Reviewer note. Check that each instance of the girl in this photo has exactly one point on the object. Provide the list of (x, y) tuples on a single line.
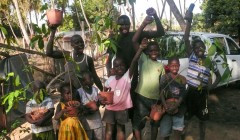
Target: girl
[(41, 123), (120, 83), (173, 90), (70, 127), (91, 119)]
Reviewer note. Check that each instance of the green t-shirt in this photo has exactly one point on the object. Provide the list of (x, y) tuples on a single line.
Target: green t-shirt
[(149, 73)]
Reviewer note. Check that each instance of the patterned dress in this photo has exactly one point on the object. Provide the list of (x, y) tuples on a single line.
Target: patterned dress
[(71, 128)]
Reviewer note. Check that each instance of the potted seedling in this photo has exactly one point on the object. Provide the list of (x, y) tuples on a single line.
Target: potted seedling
[(54, 16)]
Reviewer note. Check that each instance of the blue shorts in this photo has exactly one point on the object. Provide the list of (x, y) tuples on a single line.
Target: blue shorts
[(169, 123), (112, 117), (142, 110)]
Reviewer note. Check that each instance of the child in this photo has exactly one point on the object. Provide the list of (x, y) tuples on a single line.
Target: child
[(198, 78), (173, 90), (41, 124), (91, 119), (70, 127), (83, 61), (117, 113), (148, 86)]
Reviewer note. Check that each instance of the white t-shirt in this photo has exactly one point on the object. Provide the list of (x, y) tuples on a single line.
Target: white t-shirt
[(31, 105)]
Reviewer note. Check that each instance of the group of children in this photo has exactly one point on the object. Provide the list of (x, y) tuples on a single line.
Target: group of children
[(154, 86)]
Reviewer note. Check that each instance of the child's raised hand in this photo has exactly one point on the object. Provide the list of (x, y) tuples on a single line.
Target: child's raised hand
[(151, 11), (148, 20)]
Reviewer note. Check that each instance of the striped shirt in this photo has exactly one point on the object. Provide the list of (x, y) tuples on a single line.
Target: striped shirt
[(198, 75)]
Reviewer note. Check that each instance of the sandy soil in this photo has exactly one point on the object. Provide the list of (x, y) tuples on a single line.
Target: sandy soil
[(224, 123)]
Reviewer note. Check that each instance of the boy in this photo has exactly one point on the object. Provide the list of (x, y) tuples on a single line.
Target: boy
[(173, 90), (83, 61)]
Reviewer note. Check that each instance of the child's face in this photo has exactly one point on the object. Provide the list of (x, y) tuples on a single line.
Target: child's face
[(67, 96), (199, 49), (87, 80), (78, 47), (153, 52), (174, 67), (119, 67)]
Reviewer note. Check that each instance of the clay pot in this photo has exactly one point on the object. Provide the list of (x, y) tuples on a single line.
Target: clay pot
[(72, 108), (107, 97), (157, 112), (92, 105), (72, 111), (54, 16)]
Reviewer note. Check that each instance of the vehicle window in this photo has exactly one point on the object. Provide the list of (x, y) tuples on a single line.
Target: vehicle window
[(233, 48), (220, 42)]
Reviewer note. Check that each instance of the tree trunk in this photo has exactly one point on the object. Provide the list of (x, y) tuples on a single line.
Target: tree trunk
[(133, 16), (180, 7), (36, 16), (177, 14), (23, 29), (158, 8), (164, 5), (12, 30), (85, 16)]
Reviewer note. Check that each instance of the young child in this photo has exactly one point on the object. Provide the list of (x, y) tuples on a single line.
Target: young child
[(148, 86), (120, 83), (173, 90), (70, 126), (91, 119), (41, 125)]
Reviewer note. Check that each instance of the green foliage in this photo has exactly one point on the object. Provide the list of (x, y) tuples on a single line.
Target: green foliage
[(222, 16), (171, 46), (11, 99), (41, 33)]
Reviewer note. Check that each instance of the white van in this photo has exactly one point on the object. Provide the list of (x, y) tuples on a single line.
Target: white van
[(172, 44)]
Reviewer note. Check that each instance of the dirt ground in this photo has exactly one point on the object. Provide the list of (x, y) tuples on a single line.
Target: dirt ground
[(224, 123)]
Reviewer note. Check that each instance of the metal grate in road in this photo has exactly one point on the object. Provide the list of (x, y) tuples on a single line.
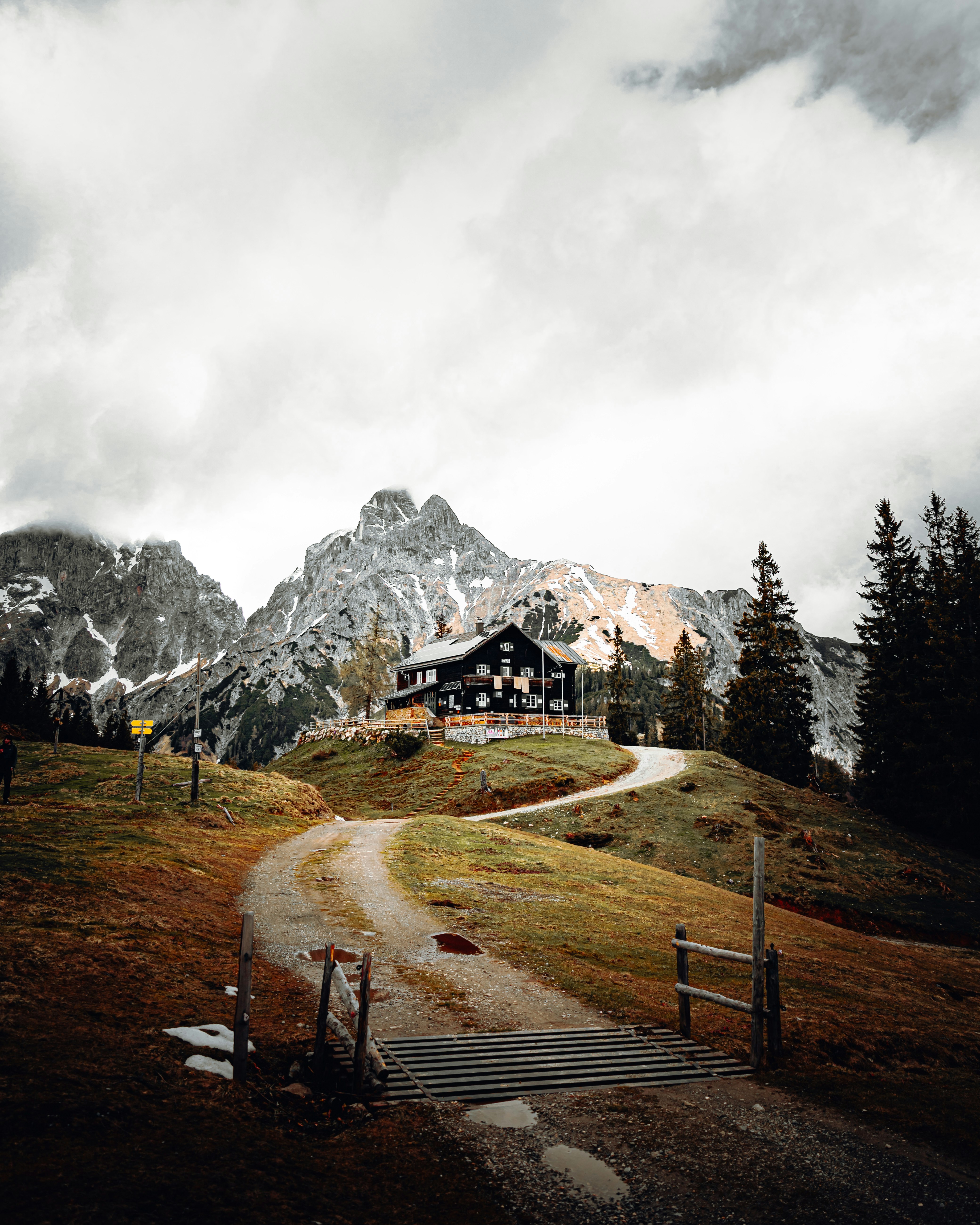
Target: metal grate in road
[(494, 1067)]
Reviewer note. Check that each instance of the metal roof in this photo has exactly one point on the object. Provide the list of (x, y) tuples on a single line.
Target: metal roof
[(444, 650), (560, 651), (453, 647), (410, 690)]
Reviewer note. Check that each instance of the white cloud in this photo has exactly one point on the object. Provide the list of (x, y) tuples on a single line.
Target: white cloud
[(277, 257)]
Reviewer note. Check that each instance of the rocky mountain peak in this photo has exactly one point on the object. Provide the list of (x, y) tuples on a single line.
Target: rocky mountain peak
[(389, 509)]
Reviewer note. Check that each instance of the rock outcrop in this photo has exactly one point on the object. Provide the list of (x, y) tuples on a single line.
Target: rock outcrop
[(122, 622)]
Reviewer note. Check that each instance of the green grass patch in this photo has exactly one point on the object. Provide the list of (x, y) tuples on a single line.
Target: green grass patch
[(364, 782), (864, 873)]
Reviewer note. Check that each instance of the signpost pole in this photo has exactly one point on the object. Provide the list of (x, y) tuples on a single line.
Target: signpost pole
[(140, 728), (196, 763), (140, 767)]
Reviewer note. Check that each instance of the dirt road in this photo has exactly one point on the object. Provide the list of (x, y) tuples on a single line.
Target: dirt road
[(653, 766), (417, 988)]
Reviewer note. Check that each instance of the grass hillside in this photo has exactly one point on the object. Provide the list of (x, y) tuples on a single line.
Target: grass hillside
[(362, 782), (871, 1025), (861, 870), (118, 920)]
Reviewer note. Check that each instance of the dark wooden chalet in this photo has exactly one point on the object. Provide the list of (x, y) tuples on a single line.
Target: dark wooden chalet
[(493, 673)]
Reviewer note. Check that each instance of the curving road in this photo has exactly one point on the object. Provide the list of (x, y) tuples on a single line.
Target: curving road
[(653, 766)]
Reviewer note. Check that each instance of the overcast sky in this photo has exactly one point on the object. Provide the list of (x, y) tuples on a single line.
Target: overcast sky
[(633, 283)]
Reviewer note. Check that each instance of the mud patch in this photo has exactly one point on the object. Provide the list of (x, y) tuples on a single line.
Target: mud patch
[(320, 955), (450, 943)]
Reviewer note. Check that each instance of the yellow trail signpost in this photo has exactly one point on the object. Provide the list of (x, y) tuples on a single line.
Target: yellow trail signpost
[(141, 728)]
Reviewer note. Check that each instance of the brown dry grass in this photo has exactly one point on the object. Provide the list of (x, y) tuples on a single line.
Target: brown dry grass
[(869, 1025), (119, 920)]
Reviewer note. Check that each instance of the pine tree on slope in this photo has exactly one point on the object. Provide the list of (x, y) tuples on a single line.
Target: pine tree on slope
[(770, 720), (618, 718), (892, 635), (684, 702), (367, 674), (940, 775)]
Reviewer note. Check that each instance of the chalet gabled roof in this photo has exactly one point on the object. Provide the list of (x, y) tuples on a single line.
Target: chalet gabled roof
[(560, 651), (455, 647), (410, 690)]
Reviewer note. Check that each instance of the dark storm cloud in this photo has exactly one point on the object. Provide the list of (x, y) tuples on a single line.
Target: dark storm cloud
[(910, 63)]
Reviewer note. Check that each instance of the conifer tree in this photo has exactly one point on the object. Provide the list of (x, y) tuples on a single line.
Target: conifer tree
[(367, 674), (892, 634), (12, 694), (684, 702), (618, 720), (770, 721)]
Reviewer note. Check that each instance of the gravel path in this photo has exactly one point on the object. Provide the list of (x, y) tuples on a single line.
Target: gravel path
[(724, 1151), (653, 766), (418, 989)]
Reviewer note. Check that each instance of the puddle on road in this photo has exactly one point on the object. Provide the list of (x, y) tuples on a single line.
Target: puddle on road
[(504, 1114), (449, 943), (586, 1172)]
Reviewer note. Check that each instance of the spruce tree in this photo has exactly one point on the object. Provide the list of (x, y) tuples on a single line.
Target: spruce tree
[(618, 720), (892, 634), (940, 773), (684, 702), (770, 721), (12, 694)]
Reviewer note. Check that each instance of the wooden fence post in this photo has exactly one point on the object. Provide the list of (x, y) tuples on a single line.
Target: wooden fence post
[(775, 1021), (320, 1044), (759, 949), (361, 1045), (243, 1004), (684, 1003)]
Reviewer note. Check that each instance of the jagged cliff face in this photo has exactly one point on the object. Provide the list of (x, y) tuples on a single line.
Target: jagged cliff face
[(122, 622), (421, 564), (78, 609)]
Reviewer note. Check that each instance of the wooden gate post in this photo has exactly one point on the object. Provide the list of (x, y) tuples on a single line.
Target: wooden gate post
[(243, 1004), (320, 1045), (759, 949), (361, 1045), (684, 1003), (775, 1021)]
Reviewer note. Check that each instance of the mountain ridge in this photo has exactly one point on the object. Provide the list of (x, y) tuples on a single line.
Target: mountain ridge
[(134, 628)]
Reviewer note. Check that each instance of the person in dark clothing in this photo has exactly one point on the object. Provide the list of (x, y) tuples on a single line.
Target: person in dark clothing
[(8, 765)]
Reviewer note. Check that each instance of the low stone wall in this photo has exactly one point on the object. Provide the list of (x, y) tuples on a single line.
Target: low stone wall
[(483, 735)]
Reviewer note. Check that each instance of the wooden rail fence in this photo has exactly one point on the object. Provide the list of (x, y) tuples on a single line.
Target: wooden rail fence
[(765, 1005)]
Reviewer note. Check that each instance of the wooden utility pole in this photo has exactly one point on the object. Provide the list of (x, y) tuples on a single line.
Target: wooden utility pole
[(361, 1045), (759, 949), (196, 755), (243, 1000)]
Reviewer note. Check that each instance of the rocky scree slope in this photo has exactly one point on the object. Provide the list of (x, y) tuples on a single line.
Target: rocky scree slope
[(132, 622), (423, 563)]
--
Once you find the line with "Target: boy" in the entries above, output it and each line after it up to and including the line with "Reviewer note. Check that each instance of the young", and nothing else.

Target: boy
[(173, 90), (83, 61)]
Reviewer note. Check that each instance of the child's face in this photo has exactly one point on the object. Provide the list of (x, y) tuples on a single line.
Target: child's face
[(67, 96), (199, 49), (87, 80), (78, 47), (153, 52), (174, 67), (119, 67)]
Reviewer note. Check that each instance of the clay pot in this photo has exactly one point on the object. Provide the list of (x, y) tuples on a single line.
Target: clay pot
[(72, 108), (107, 97), (157, 112), (92, 105), (72, 111), (54, 16)]
Reviewer note. Check that each instance of the vehicle window in this photo has exactly one point on the object. Provide the list of (x, y) tuples on a single line.
Target: vehicle window
[(233, 48), (220, 42)]
Reviewer note. Check that each instance of the tree trunk in this photo has exactly one point on the object. Provide the list of (x, y) tuples on a single line.
Target: tree trunk
[(133, 16), (180, 7), (36, 16), (177, 14), (23, 29), (158, 8), (164, 5), (12, 30), (85, 16)]
Reviewer note. Check that each instance of the young child in this photo has exactly one point on the object. Provide the list of (x, y) tuples on a single line.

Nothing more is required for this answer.